## start Data rows

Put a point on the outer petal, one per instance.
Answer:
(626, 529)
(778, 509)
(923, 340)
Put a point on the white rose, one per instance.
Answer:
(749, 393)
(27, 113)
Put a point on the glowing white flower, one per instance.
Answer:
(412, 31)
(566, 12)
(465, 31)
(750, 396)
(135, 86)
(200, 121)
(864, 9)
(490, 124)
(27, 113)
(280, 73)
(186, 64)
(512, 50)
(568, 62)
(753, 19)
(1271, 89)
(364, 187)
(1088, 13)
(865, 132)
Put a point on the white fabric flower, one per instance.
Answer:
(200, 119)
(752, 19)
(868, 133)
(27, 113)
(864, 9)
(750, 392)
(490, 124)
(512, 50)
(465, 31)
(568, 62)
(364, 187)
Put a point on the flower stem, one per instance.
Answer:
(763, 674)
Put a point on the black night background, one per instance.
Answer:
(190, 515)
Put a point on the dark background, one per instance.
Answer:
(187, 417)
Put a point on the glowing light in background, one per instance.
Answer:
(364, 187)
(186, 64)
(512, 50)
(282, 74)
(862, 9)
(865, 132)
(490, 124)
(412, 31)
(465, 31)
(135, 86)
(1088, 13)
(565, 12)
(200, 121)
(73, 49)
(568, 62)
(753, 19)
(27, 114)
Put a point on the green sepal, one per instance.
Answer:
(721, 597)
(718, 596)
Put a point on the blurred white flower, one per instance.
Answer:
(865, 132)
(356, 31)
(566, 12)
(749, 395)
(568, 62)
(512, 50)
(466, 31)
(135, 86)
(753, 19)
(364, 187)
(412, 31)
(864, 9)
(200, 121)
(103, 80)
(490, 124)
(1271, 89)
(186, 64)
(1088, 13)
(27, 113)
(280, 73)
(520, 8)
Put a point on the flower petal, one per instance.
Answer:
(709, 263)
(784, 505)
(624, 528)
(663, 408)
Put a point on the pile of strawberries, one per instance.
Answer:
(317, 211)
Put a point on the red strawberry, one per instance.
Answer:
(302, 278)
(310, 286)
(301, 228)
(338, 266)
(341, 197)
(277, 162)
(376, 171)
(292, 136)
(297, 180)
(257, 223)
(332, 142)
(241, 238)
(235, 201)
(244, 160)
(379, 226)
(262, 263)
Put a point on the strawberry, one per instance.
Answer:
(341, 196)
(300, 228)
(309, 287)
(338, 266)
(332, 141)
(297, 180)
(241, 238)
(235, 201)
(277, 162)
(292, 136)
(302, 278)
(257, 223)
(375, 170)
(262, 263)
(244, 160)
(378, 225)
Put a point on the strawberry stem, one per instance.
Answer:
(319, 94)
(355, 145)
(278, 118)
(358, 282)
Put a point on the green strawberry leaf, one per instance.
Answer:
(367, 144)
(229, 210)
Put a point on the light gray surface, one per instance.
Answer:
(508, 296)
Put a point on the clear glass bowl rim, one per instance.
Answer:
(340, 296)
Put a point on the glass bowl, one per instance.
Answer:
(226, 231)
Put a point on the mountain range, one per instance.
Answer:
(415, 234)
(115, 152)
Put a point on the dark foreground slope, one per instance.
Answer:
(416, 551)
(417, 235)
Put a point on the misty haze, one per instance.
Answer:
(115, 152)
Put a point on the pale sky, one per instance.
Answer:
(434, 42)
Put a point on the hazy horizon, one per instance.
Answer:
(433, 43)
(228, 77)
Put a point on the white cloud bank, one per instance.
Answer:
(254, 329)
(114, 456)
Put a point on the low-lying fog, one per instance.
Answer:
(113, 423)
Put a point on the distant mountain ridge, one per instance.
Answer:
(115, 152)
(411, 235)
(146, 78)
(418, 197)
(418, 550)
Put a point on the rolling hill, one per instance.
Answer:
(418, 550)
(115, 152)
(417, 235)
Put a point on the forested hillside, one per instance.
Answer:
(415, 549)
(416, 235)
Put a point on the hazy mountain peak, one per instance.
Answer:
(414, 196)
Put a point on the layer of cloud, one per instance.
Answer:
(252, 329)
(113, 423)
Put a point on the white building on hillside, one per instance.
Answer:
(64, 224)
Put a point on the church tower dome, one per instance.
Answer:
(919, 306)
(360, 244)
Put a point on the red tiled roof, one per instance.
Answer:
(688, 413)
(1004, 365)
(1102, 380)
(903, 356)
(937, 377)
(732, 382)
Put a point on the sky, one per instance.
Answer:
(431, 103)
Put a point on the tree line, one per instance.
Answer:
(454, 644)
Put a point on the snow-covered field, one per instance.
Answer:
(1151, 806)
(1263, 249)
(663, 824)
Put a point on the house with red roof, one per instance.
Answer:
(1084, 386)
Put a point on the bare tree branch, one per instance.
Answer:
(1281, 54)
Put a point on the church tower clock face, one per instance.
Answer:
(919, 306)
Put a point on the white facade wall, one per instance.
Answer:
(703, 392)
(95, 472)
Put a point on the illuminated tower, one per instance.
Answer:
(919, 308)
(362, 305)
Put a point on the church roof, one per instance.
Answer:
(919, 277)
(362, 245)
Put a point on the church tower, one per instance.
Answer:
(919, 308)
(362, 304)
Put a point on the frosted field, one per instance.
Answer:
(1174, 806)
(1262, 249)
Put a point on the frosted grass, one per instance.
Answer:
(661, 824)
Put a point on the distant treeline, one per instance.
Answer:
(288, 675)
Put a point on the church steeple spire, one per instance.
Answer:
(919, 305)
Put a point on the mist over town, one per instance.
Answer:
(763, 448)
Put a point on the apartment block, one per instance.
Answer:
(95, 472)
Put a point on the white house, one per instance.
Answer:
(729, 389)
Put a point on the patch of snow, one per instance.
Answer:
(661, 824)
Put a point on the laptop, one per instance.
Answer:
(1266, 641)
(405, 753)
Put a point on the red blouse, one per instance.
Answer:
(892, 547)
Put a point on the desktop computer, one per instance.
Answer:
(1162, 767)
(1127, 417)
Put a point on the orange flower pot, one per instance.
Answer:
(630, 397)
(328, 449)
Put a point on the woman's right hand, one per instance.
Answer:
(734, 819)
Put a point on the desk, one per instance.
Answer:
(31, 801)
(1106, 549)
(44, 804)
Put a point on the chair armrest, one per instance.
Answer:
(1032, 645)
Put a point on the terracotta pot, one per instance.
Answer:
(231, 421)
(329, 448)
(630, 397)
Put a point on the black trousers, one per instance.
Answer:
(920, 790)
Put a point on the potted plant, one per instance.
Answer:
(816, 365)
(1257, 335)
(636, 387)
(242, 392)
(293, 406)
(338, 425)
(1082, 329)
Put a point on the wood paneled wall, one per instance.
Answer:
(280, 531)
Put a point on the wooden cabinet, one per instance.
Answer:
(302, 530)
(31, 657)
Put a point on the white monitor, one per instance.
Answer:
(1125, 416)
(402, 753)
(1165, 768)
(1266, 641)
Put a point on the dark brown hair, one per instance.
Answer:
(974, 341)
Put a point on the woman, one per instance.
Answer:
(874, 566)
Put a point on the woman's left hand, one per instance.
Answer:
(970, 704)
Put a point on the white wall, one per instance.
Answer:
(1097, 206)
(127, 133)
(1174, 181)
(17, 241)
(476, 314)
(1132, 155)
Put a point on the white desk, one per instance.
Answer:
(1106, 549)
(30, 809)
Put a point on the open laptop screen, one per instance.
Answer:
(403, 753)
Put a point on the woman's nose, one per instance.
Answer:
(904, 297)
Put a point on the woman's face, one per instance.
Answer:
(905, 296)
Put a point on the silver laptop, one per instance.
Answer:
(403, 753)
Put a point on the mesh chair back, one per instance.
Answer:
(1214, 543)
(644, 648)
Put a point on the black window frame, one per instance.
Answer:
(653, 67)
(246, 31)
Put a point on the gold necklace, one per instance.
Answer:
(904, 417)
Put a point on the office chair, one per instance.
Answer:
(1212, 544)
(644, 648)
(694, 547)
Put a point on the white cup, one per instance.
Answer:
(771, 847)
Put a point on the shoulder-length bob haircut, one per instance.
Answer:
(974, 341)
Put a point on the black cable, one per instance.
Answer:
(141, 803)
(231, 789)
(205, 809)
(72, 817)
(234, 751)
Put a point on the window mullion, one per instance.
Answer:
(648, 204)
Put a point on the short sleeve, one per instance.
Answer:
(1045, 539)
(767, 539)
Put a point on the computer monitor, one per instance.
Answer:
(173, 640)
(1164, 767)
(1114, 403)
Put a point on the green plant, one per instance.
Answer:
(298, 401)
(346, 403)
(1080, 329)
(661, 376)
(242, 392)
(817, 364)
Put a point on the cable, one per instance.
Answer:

## end Data rows

• [Exercise details] Retype the data verbatim, from the line containing "Put a point on the office" through the end of the data.

• [Task output]
Put a point on the office chair, one per instance.
Answer:
(1212, 544)
(644, 648)
(694, 547)
Put a point on the white cup, one per instance.
Answer:
(771, 847)
Put a point on the shoulder-length bob haircut, one per instance.
Answer:
(974, 341)
Put a point on the black cable, one per instance.
Answer:
(141, 803)
(231, 789)
(205, 809)
(72, 817)
(234, 751)
Put a point on the window mullion, one per instance.
Answer:
(648, 204)
Put a point on the short sleeve, one per instance.
Answer:
(1045, 539)
(767, 539)
Put a point on the computer monitor, one per instance.
Answer:
(173, 640)
(1164, 767)
(1114, 403)
Put a point on the green plant, one per instance.
Answer:
(298, 401)
(346, 403)
(1080, 329)
(661, 376)
(242, 392)
(817, 364)
Put a point on the cable, one per instance.
Answer:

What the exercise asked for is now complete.